* **TASK PROMPT**: Please restate every record below word for word and skip the pictures.

::: RECORDS FOR THE EXERCISE

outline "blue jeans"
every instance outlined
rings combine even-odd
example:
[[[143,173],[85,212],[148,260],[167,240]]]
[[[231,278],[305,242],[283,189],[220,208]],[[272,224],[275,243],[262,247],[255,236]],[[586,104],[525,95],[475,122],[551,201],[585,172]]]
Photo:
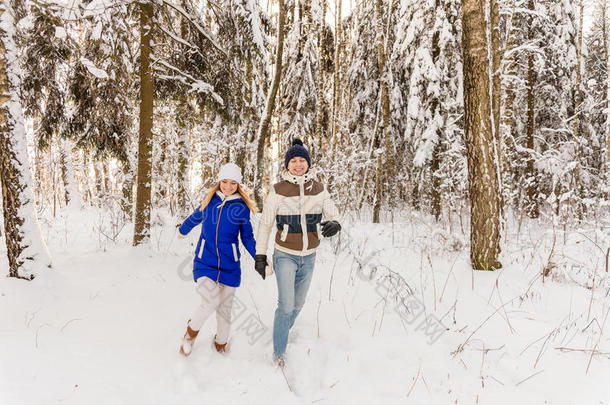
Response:
[[[279,250],[273,252],[273,269],[277,280],[277,309],[273,319],[273,353],[286,352],[288,331],[301,312],[311,284],[316,254],[296,256]]]

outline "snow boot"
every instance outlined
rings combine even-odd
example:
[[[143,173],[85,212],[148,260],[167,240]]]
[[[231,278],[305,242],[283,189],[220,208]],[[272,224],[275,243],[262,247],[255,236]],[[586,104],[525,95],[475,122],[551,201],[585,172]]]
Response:
[[[183,356],[188,356],[191,354],[191,350],[193,350],[193,343],[195,343],[195,338],[199,334],[198,330],[191,329],[191,320],[189,319],[189,323],[186,325],[186,333],[182,338],[182,344],[180,345],[180,354]]]
[[[275,364],[279,368],[283,369],[284,366],[286,365],[286,360],[285,360],[284,356],[279,356],[279,355],[273,353],[273,364]]]
[[[220,344],[220,343],[216,343],[216,335],[214,335],[214,347],[216,348],[216,351],[220,354],[224,354],[227,351],[227,344]]]

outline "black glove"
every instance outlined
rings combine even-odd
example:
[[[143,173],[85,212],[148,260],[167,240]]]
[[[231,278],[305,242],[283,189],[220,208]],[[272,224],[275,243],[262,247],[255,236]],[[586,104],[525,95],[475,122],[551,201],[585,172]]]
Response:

::::::

* **WRITTEN SOLUTION**:
outline "blue jeans"
every instance outlined
rings combine even-odd
example:
[[[143,173],[85,212],[148,260],[167,240]]]
[[[231,278],[305,242],[283,189],[220,208]],[[272,224],[275,243],[262,247],[255,236]],[[586,104],[525,95],[475,122],[551,201],[585,172]]]
Photo:
Response:
[[[279,250],[273,252],[273,269],[277,280],[277,309],[273,319],[273,353],[286,352],[288,331],[301,312],[311,284],[316,254],[296,256]]]

outline "snow boot"
every instance outlined
rings combine even-odd
example:
[[[143,173],[85,212],[148,260],[167,240]]]
[[[231,278],[305,242],[283,189],[220,208]],[[272,224],[275,243],[262,247],[255,236]],[[586,104],[525,95],[475,122],[551,201],[585,172]]]
Response:
[[[183,356],[188,356],[191,354],[191,350],[193,350],[193,343],[195,343],[195,338],[199,334],[198,330],[191,329],[191,320],[189,319],[189,323],[186,325],[186,333],[182,338],[182,344],[180,345],[180,354]]]
[[[275,364],[279,368],[283,369],[284,366],[286,365],[286,360],[285,360],[284,356],[279,356],[279,355],[273,353],[273,364]]]
[[[220,344],[220,343],[216,343],[216,335],[214,335],[214,347],[216,348],[216,351],[220,354],[224,354],[227,351],[227,344]]]

outline "black glove"
every instance outlined
rings combine even-odd
example:
[[[143,173],[85,212],[148,260],[167,240]]]
[[[231,278],[305,242],[283,189],[220,208]],[[272,224],[275,243],[262,247],[255,236]],[[586,104],[525,95],[475,122],[551,201],[585,172]]]
Response:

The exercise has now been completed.